(Natural language region descriptions)
┄┄┄┄┄┄┄┄┄┄
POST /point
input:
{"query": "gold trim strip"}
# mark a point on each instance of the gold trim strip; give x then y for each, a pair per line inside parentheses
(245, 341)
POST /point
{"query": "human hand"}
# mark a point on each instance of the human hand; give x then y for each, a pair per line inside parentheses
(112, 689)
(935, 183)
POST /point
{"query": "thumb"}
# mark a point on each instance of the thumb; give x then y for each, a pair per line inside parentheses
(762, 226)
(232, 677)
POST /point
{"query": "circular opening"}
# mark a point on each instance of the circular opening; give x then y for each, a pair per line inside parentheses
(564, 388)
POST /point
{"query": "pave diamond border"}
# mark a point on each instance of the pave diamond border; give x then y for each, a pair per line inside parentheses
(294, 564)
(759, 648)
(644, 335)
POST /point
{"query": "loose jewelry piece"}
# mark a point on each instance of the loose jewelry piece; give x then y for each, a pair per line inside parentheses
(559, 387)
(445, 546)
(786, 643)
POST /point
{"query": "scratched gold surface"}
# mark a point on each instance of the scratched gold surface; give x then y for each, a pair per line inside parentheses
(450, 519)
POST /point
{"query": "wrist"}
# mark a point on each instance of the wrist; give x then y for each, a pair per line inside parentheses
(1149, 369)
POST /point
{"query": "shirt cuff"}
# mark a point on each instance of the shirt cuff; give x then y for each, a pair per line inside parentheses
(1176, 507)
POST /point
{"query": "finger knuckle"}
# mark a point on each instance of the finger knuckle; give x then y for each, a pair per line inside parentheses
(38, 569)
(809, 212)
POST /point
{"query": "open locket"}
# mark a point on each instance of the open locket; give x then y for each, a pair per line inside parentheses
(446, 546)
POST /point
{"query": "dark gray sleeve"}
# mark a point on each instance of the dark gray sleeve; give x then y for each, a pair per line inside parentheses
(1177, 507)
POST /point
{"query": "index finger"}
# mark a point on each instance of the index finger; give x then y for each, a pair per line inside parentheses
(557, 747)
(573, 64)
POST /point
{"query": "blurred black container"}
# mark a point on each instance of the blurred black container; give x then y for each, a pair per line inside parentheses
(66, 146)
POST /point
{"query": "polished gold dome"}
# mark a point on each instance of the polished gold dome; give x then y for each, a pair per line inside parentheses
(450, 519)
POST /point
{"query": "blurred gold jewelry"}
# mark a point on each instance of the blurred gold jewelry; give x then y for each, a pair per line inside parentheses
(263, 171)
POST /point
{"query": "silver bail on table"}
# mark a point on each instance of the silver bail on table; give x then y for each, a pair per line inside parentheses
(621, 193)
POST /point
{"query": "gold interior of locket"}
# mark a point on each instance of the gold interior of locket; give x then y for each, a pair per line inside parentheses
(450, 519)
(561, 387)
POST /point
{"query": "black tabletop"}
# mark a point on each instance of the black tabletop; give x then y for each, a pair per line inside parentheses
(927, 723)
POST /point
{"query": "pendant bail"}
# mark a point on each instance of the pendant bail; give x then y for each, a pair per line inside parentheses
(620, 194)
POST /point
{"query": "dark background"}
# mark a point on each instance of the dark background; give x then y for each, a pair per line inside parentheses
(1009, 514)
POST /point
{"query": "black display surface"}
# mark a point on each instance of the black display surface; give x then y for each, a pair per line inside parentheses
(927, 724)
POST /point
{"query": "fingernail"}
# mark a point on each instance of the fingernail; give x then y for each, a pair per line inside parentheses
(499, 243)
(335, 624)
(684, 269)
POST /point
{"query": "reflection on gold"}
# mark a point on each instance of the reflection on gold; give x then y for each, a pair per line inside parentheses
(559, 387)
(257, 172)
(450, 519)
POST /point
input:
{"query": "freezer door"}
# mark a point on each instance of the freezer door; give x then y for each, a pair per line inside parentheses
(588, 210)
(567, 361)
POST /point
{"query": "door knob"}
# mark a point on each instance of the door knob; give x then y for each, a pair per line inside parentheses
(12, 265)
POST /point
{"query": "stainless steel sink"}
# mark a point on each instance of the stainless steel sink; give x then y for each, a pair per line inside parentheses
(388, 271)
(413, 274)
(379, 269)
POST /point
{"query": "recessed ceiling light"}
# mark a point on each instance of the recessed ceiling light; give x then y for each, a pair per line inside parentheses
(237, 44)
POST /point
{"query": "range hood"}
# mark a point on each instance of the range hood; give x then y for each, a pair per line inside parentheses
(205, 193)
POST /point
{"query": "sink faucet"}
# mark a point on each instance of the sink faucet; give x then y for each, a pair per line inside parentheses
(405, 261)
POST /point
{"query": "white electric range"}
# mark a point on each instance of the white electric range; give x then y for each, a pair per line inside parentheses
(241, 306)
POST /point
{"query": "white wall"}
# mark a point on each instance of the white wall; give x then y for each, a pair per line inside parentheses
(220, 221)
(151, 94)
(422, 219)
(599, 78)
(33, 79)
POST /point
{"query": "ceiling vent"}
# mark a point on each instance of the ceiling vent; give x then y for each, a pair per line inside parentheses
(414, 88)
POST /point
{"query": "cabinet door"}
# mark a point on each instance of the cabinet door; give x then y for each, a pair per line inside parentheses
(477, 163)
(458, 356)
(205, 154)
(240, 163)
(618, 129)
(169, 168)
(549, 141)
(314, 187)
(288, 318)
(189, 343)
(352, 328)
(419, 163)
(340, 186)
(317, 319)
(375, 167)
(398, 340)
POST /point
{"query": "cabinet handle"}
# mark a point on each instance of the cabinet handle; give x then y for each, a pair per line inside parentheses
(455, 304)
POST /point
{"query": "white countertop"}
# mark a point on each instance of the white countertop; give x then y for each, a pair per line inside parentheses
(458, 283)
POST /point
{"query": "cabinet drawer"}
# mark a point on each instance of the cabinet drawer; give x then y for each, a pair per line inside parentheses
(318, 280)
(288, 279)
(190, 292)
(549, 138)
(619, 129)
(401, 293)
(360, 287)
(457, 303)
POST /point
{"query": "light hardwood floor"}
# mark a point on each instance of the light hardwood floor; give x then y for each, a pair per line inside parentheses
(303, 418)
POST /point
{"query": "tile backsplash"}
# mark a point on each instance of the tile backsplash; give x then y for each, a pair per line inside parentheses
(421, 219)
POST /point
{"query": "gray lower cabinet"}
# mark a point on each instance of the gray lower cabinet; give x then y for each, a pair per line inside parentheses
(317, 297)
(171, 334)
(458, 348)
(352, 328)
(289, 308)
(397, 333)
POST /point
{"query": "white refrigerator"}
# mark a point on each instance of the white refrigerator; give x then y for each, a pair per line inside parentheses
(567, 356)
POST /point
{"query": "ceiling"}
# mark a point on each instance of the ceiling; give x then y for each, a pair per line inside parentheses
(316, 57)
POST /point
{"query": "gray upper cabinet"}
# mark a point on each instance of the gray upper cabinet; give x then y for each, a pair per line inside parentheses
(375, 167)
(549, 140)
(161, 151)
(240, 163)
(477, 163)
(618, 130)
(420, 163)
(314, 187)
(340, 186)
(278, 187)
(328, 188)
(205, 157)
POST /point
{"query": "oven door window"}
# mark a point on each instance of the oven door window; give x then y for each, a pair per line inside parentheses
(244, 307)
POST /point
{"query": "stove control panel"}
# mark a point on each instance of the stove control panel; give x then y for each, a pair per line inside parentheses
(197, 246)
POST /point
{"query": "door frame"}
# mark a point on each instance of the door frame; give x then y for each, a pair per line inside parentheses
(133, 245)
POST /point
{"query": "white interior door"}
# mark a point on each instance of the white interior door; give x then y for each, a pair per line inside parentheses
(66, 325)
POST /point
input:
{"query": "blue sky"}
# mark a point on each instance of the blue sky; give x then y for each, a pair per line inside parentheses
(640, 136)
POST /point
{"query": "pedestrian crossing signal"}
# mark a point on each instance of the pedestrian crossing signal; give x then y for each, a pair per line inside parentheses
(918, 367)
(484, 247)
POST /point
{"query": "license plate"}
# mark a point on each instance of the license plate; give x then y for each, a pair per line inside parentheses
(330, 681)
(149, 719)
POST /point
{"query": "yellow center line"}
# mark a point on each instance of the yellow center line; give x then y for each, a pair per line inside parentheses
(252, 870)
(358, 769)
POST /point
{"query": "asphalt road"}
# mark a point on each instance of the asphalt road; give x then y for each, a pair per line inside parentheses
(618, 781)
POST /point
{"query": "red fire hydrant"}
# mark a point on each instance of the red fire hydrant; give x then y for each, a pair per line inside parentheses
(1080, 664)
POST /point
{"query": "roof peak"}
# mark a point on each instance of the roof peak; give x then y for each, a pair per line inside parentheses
┄┄┄┄┄┄┄┄┄┄
### [DIRECTIONS]
Among the lines of the data, which ones contain the word "roof"? Show them.

### [SOLUTION TO THIS EXERCISE]
{"query": "roof peak"}
# mark a point on each instance of the roof peak; give x then y for each, a pair per line inside parentheses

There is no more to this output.